> **SOURCE**:
16 October 2004
Preventing a new dark age
By DAVID HOWELL
The entire geopolitical system is now enmeshed with Middle East issues. Mideast
stability is the absolute key to peaceful global progress, both economic and
social, as well as to the future of many world leaders and their policies.
Conversely, the continued undermining of
stability throughout the region spells more terrorism, more disruption worldwide
and, certainly, a dramatic reduction in energy security, leading the major
powers to compete with increasing frenzy for oil and gas supplies from elsewhere
as they struggle to reduce Mideast dependence.
All this is immensely dangerous for global harmony and confirms how absolutely
essential it is for all responsible nations to work together and play their full
part in gripping the hydra-headed Mideast problem in all its fast-changing and
baffling complexity.
If there are solutions, where do we start? Obviously the situation in Iraq must
be stabilized, however long it takes. The Coalition forces, now re-labeled the
Multilateral Force in support of the interim Iraqi government, must be
reconciled to a long stay and many challenges. To pull out now would be to
consign Iraq, and all of the Middle East, to unprecedented chaos, civil war and
breakup. Iraq would certainly dissolve and be replaced by fearsome new warring
factions in a vacuum of anarchy that would spread to Saudi Arabia.
And that is just one aspect. If the aim is to establish lasting Mideast
stability and curb worldwide terrorist activity, which threatens every open
society, then the situation must be tackled by the most comprehensive and
globalized approach that the world has ever seen.
I see this approach resting on six different strategies or programs operating in
parallel. The first three are in the context of "hard power" while the second
three involve "soft power" deployment:
* Strategy One: We now require new degrees of intimate international
collaboration between police, intelligence services and security forces
worldwide to contain terrorist activities (including between authorities in the
United States, Russia, China, Pakistan, Egypt, Japan, etc.) to catch and punish
killers and those identified as having been involved in any terrorist outrages.
If any listed, or suspected, terrorist applies for an air ticket on any airline,
anywhere, or even tries to rent a motorcar, that fact must immediately be
conveyed to the police and antiterrorist authorities in the country of
destination.
* Strategy Two: These procedures must be comprehensive to work. There must be no
loophole states and safe havens if governments are to track and anticipate
plots, conspiracies and the next strategic moves by al-Qaeda and other terrorist
organizations. Known leaders must be arrested and charged where possible.
Those states that refuse to comply must be pressured and, if necessary, coerced.

> **GOAL**: Please answer from the Mideast commentary: what are the Coalition forces in Iraq now called?

> **INFORMATION SHOWN**:
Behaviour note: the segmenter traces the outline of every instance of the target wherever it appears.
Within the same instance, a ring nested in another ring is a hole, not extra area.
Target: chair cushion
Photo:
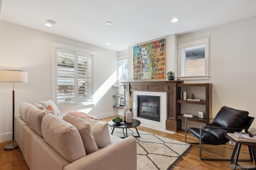
[[[218,127],[213,124],[208,126]],[[198,139],[200,139],[199,128],[190,128],[188,130]],[[231,132],[228,129],[223,128],[205,127],[202,130],[202,141],[204,143],[214,145],[225,144],[229,140],[225,137],[225,133],[226,132],[230,133]]]
[[[215,117],[212,123],[221,127],[242,128],[244,126],[249,113],[223,107]]]
[[[86,154],[98,150],[92,134],[91,125],[89,123],[69,114],[63,117],[63,120],[72,124],[78,130],[83,140]]]
[[[86,155],[77,129],[57,116],[47,114],[44,117],[42,132],[45,141],[70,162]]]

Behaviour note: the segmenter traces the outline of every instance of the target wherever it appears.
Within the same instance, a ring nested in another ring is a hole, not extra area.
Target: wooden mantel
[[[124,85],[125,105],[128,106],[128,99],[132,91],[154,91],[166,93],[166,129],[177,132],[181,129],[181,120],[176,117],[176,109],[180,109],[180,103],[176,102],[180,99],[180,88],[177,84],[182,81],[135,81],[122,82]],[[180,112],[180,111],[179,111]]]

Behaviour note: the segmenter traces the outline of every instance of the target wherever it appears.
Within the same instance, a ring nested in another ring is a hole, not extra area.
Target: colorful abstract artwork
[[[165,39],[133,47],[134,80],[165,79]]]

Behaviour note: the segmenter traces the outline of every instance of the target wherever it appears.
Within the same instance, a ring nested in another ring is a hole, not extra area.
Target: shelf
[[[124,96],[120,95],[113,95],[113,97],[120,97],[120,98],[124,98]]]
[[[183,115],[182,114],[177,115],[177,118],[179,119],[185,120],[185,117],[184,117],[183,116]],[[205,123],[206,121],[206,119],[203,119],[201,118],[199,118],[197,116],[195,116],[193,118],[189,118],[189,119],[187,119],[187,121],[193,121],[194,122],[200,122],[201,123]]]
[[[124,87],[124,85],[113,85],[113,87]]]
[[[205,87],[206,84],[177,84],[178,87]]]
[[[123,106],[113,106],[113,108],[119,109],[124,109],[124,107]]]
[[[194,104],[196,105],[206,105],[206,101],[202,100],[201,101],[190,101],[188,100],[178,100],[177,102],[180,103]]]

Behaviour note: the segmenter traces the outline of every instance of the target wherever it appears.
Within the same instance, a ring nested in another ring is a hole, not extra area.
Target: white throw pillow
[[[40,110],[44,110],[45,109],[45,107],[42,105],[41,105],[40,103],[34,103],[34,105],[36,107],[37,107]]]
[[[100,121],[81,117],[89,122],[92,127],[93,136],[98,147],[104,148],[111,144],[111,139],[108,131],[108,123]]]
[[[70,114],[63,117],[63,120],[72,124],[78,130],[83,140],[86,154],[98,150],[92,134],[91,125],[88,122]]]
[[[55,114],[56,114],[56,115],[59,115],[60,113],[60,110],[59,110],[57,106],[56,106],[55,103],[51,99],[45,101],[38,101],[38,103],[44,106],[46,108],[49,106],[49,105],[50,105],[55,111]]]

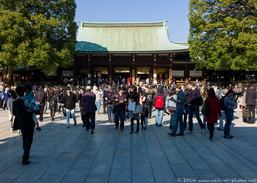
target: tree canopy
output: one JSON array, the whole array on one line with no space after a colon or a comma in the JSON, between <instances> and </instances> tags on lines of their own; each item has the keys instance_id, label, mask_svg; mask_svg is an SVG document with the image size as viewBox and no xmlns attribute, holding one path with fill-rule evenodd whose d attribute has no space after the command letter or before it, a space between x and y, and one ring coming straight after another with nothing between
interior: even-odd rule
<instances>
[{"instance_id":1,"label":"tree canopy","mask_svg":"<svg viewBox=\"0 0 257 183\"><path fill-rule=\"evenodd\" d=\"M197 68L257 70L256 0L191 0L189 7Z\"/></svg>"},{"instance_id":2,"label":"tree canopy","mask_svg":"<svg viewBox=\"0 0 257 183\"><path fill-rule=\"evenodd\" d=\"M0 65L51 73L73 63L75 0L0 0Z\"/></svg>"}]
</instances>

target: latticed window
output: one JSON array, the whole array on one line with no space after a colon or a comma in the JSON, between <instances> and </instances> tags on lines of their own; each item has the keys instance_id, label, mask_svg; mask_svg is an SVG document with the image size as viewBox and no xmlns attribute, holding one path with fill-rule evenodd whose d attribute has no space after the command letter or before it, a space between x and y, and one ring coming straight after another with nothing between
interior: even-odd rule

> **THE RESPONSE**: The Multilateral Force in support of the interim Iraqi government.